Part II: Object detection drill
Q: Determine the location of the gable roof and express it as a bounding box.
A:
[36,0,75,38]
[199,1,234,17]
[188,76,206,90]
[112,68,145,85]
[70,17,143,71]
* * * * * * *
> **EXERCISE GOAL**
Render every line of the records above as a Markdown table with a Row column numbering the lines and a Line column holding each one, skipping blank lines.

> **THE ANSWER**
| Row | Line |
|---|---|
| 1 | Part II: Object detection drill |
| 2 | Q: Determine the location of the gable roof and express it as a bounding box. |
| 3 | A: |
| 4 | [36,0,75,38] |
| 5 | [199,1,234,17] |
| 6 | [188,76,206,90] |
| 7 | [112,68,145,85] |
| 8 | [70,17,143,71] |